### Task objective
Your reply should reproduce each line below exactly and carry none of the pictures.

[Stored dataset items]
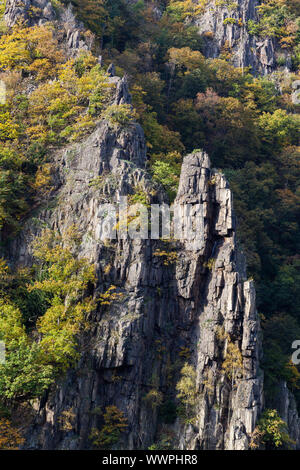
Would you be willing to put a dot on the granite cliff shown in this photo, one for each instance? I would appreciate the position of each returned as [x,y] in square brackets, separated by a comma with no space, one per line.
[194,307]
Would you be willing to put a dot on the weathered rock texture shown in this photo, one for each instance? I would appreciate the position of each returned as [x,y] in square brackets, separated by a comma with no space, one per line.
[169,313]
[246,50]
[39,12]
[30,11]
[189,308]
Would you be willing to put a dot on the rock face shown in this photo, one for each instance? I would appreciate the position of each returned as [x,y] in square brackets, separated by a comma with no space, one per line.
[30,11]
[39,12]
[189,309]
[226,27]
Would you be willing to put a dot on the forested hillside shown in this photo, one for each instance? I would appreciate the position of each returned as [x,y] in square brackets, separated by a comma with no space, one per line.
[185,100]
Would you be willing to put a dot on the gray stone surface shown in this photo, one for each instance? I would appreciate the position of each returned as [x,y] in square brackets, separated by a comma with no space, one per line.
[247,50]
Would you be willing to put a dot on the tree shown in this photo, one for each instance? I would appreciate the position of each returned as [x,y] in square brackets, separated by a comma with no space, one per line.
[271,432]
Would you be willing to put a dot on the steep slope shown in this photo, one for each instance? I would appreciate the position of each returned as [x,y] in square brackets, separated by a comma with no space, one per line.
[178,303]
[200,304]
[224,25]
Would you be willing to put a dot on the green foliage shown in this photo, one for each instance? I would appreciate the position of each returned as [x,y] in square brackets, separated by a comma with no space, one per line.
[62,280]
[119,114]
[186,386]
[163,173]
[273,431]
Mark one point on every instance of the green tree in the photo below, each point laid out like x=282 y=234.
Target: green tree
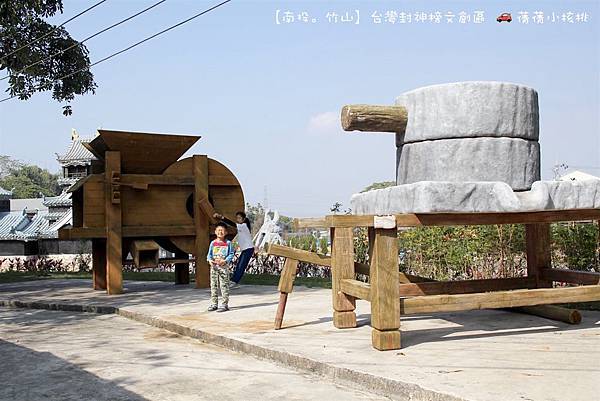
x=379 y=185
x=66 y=74
x=28 y=181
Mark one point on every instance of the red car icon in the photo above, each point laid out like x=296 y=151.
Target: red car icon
x=504 y=17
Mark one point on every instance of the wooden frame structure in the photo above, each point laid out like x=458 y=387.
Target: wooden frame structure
x=393 y=294
x=140 y=196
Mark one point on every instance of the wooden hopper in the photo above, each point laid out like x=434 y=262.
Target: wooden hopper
x=140 y=191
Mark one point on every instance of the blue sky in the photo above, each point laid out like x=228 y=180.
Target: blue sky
x=266 y=97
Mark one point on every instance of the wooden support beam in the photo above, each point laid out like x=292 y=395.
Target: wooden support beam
x=385 y=302
x=457 y=219
x=499 y=299
x=288 y=274
x=371 y=118
x=539 y=254
x=286 y=286
x=342 y=267
x=356 y=288
x=113 y=219
x=571 y=316
x=298 y=254
x=182 y=268
x=99 y=263
x=310 y=257
x=465 y=286
x=310 y=222
x=200 y=169
x=570 y=276
x=127 y=231
x=280 y=310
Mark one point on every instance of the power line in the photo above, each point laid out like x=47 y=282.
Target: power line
x=84 y=40
x=54 y=30
x=133 y=45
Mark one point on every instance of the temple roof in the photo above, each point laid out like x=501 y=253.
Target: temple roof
x=4 y=194
x=76 y=153
x=16 y=225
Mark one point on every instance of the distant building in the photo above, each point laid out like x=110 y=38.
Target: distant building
x=75 y=161
x=30 y=226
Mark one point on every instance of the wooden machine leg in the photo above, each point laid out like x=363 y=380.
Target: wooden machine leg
x=114 y=261
x=286 y=286
x=539 y=254
x=385 y=298
x=182 y=270
x=342 y=267
x=99 y=263
x=201 y=222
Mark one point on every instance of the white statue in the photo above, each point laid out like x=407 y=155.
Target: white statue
x=269 y=231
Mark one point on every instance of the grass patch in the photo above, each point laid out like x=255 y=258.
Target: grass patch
x=252 y=279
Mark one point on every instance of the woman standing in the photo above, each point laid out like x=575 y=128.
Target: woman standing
x=244 y=240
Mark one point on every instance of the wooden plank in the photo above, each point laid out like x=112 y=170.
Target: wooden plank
x=99 y=264
x=383 y=254
x=411 y=278
x=200 y=170
x=450 y=219
x=114 y=266
x=342 y=267
x=499 y=299
x=288 y=274
x=539 y=254
x=465 y=286
x=182 y=268
x=571 y=276
x=374 y=118
x=356 y=288
x=157 y=179
x=298 y=254
x=571 y=316
x=310 y=222
x=280 y=310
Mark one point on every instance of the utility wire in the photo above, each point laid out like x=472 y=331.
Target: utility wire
x=84 y=40
x=132 y=46
x=52 y=31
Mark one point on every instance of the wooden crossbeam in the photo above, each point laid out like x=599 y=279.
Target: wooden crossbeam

### Answer area
Would you be willing to put a dot on the granite cliff shown in this photo, one for each instance? I would appreciate the position of each returned as [x,y] in square brackets, separated by a comma with no space, one per line.
[194,307]
Would you be willing to put a dot on the weathered rock texture shown in this photo, one for each instance? I would appreciate the position of each returned as [x,y] in square brackets, separated by a comma with no space, one per line.
[169,313]
[246,50]
[39,12]
[30,11]
[189,308]
Would you be willing to put a dot on the rock face shown in this photo, one for each instance? I would appreciate the position of each returned as [x,y] in square brackets, separated by a comma with no space, one per line.
[30,11]
[39,12]
[189,309]
[226,27]
Would you be willing to put a dot on the forested hillside shown in this photo, one for each instance? I would appreciate the position of each returned as [x,y] in square brackets, separated by a comma with no space, one per line.
[185,100]
Would you be willing to put a dot on the gray stone surface shown in this photo, one for each instance? I would appreciate the position of each returned as [x,y] in square brackets, separated by a comma with no space, one per line.
[247,50]
Would you be willing to put a dot on the tree shown in this photo, one for each instance? I would appreciate the position of each returned as [x,y] in square brackets, separated by a comma with no space, one per line.
[271,432]
Would you be willing to put a dot on the steep slope shown in this photo, one for each instance? I would appreciate the position of each returned as [x,y] in square brackets, separated by a comma with no space, one per line.
[178,303]
[200,304]
[224,25]
Would you be willing to put a dot on the green foliage shown in this photo, one for each instance? I would appreciate the position of each returned as [x,y] in square brackets, separated by a comma with no space, one per line.
[62,280]
[119,114]
[186,386]
[163,173]
[273,431]
Mark one point on every instance of the green tree in the photo below, each point laid out like x=282 y=234.
Target: green tree
x=379 y=185
x=66 y=74
x=28 y=181
Mark one point on every instance of the red car icon in the photo above, each point laid out like x=296 y=151.
Target: red car icon
x=504 y=17
Mark one point on every instance of the wooden frame structure in the photo above, each point laid out like x=458 y=387.
Target: wooden frame structure
x=393 y=294
x=140 y=196
Mark one point on every instance of the wooden hopper in the photo above, each point laid out like x=434 y=262.
Target: wooden hopper
x=140 y=191
Mark one point on every instance of the blue sky in the photo above, each point laid out like x=228 y=180.
Target: blue sky
x=266 y=97
Mark one point on every instance of the wooden support beam in the photo above, each point laid out like x=292 y=395.
Target: wooden support beam
x=385 y=302
x=457 y=219
x=499 y=299
x=288 y=274
x=371 y=118
x=539 y=254
x=286 y=286
x=342 y=267
x=356 y=288
x=113 y=219
x=571 y=316
x=298 y=254
x=182 y=268
x=99 y=263
x=310 y=257
x=465 y=286
x=310 y=222
x=200 y=169
x=570 y=276
x=127 y=231
x=280 y=310
Mark one point on every instance of the power line in the photo above, each point laid out like x=47 y=282.
Target: power line
x=84 y=40
x=54 y=30
x=133 y=45
Mark one point on every instance of the temple roof in the photo above, each point laid out like x=501 y=253.
Target: temple roof
x=4 y=194
x=76 y=153
x=16 y=225
Mark one point on every instance of the distant building in the photo above, each point laid out like x=110 y=38.
Target: distant building
x=75 y=161
x=30 y=226
Mark one point on every instance of the wooden machine leg in the photo above, each point laid out like x=363 y=380.
Target: wooden machine leg
x=114 y=261
x=286 y=286
x=539 y=254
x=385 y=298
x=182 y=270
x=342 y=267
x=99 y=263
x=201 y=222
Mark one point on every instance of the white statue in the photo above, each point laid out like x=407 y=155.
Target: white statue
x=269 y=231
Mark one point on every instance of the grass patch in the photo above, each point laid out like x=255 y=258.
Target: grass patch
x=252 y=279
Mark one point on every instance of the woman standing in the photo above, each point laid out like x=575 y=128.
Target: woman standing
x=244 y=240
Mark one point on every instance of the wooden plank in the photo above, each point laid out like x=112 y=170.
Target: wooden plank
x=99 y=264
x=383 y=254
x=411 y=278
x=200 y=170
x=450 y=219
x=114 y=266
x=342 y=267
x=499 y=299
x=288 y=274
x=539 y=254
x=465 y=286
x=182 y=268
x=571 y=276
x=374 y=118
x=356 y=288
x=157 y=179
x=298 y=254
x=571 y=316
x=310 y=222
x=280 y=310
Mark one point on every instance of the utility wire in the photo above, each point laid out like x=472 y=331.
Target: utility wire
x=84 y=40
x=132 y=46
x=52 y=31
Mark one point on every instance of the wooden crossbeam in the photo above, each point laid out like x=599 y=279.
Target: wooden crossbeam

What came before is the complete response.